- [Contour labeling items]
::::

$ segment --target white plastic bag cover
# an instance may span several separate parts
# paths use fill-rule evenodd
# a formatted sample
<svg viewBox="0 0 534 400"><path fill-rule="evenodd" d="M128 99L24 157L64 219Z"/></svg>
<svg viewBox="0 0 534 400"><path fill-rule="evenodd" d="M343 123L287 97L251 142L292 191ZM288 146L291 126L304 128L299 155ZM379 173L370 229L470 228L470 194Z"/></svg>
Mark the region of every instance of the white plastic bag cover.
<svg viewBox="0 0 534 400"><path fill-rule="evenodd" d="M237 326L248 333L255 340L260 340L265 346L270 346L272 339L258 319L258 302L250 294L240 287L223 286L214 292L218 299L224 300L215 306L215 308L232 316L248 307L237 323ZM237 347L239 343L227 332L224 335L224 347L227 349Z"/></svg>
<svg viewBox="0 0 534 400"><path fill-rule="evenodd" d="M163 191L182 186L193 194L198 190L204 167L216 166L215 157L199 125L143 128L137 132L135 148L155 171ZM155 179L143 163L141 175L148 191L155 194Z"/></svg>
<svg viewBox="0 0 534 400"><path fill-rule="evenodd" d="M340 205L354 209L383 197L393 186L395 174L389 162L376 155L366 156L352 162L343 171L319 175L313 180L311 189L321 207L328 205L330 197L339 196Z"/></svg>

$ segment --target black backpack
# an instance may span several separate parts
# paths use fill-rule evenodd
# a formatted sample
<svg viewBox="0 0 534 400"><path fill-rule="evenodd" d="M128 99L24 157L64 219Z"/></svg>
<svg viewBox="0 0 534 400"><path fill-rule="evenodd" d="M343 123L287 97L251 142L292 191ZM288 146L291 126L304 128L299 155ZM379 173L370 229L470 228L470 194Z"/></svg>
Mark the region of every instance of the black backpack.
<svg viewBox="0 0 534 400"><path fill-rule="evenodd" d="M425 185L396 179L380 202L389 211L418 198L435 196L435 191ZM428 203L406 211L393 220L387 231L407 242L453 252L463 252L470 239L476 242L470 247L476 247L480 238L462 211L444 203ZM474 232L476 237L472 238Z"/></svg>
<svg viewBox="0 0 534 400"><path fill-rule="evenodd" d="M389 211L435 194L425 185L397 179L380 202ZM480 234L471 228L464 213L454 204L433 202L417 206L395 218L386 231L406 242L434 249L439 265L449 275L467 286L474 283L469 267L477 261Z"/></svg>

::::

- [Your objective]
Output the lines between the one containing "--target black backpack" and the one containing "185L396 179L380 202L389", inclusive, copied character for character with nothing changed.

- [Output of the exercise]
$ segment --target black backpack
# an instance may span several separate parts
# paths use fill-rule evenodd
# a formatted sample
<svg viewBox="0 0 534 400"><path fill-rule="evenodd" d="M128 99L24 157L64 219Z"/></svg>
<svg viewBox="0 0 534 400"><path fill-rule="evenodd" d="M343 123L287 97L251 142L292 191ZM288 146L291 126L304 128L299 155ZM379 173L370 229L470 228L470 194Z"/></svg>
Mark the region of every instance of the black backpack.
<svg viewBox="0 0 534 400"><path fill-rule="evenodd" d="M425 185L396 179L380 202L389 211L418 198L435 196L435 191ZM428 203L406 211L393 220L387 231L407 242L453 252L463 252L470 239L476 242L470 247L476 247L480 238L462 211L444 203ZM474 232L476 237L472 238Z"/></svg>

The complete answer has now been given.